== Records to process ==
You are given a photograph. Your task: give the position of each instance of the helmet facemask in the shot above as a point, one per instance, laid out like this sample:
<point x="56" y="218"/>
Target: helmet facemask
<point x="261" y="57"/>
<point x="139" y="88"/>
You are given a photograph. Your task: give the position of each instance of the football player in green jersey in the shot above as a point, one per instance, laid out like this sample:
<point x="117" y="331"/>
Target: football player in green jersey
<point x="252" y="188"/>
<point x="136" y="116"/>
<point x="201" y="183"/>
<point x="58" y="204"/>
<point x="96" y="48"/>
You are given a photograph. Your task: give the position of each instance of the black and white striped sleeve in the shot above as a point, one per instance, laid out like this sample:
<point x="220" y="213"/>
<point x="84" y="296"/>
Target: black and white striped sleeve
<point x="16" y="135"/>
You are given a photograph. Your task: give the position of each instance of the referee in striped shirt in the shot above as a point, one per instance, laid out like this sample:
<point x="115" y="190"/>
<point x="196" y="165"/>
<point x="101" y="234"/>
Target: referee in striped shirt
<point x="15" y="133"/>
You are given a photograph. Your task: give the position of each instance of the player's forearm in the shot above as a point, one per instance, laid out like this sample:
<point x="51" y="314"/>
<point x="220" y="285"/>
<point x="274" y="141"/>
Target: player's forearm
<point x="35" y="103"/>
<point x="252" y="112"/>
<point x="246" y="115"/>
===
Exercise: Copy out every line from the one containing "of the football" to the end of the material, both ends included.

Solution to this task:
You are given a photograph. Your task: give the position of each instance of the football player in green jersey in the shot above as a point, one per instance, laid out like this sample:
<point x="117" y="331"/>
Target: football player in green jersey
<point x="252" y="188"/>
<point x="136" y="116"/>
<point x="201" y="183"/>
<point x="58" y="204"/>
<point x="96" y="48"/>
You are given a photograph. Your task: give the position of each instance of the black and white striped sleeve in the shot above as a point, one per instance, laid out like this sample:
<point x="220" y="213"/>
<point x="84" y="296"/>
Target: black and white striped sleeve
<point x="16" y="135"/>
You are given a photograph. Your task: give the position of each instance of the referee in striped shirt in the shot above as a point, one per instance, laid out like this sample:
<point x="115" y="190"/>
<point x="196" y="165"/>
<point x="101" y="234"/>
Target: referee in striped shirt
<point x="15" y="133"/>
You are given a photograph. Your task: give the position of each instance of the player's forearm in the shot above as a point, one per instance, laid out like this sample:
<point x="51" y="314"/>
<point x="220" y="285"/>
<point x="274" y="141"/>
Target: player's forearm
<point x="35" y="103"/>
<point x="252" y="112"/>
<point x="246" y="115"/>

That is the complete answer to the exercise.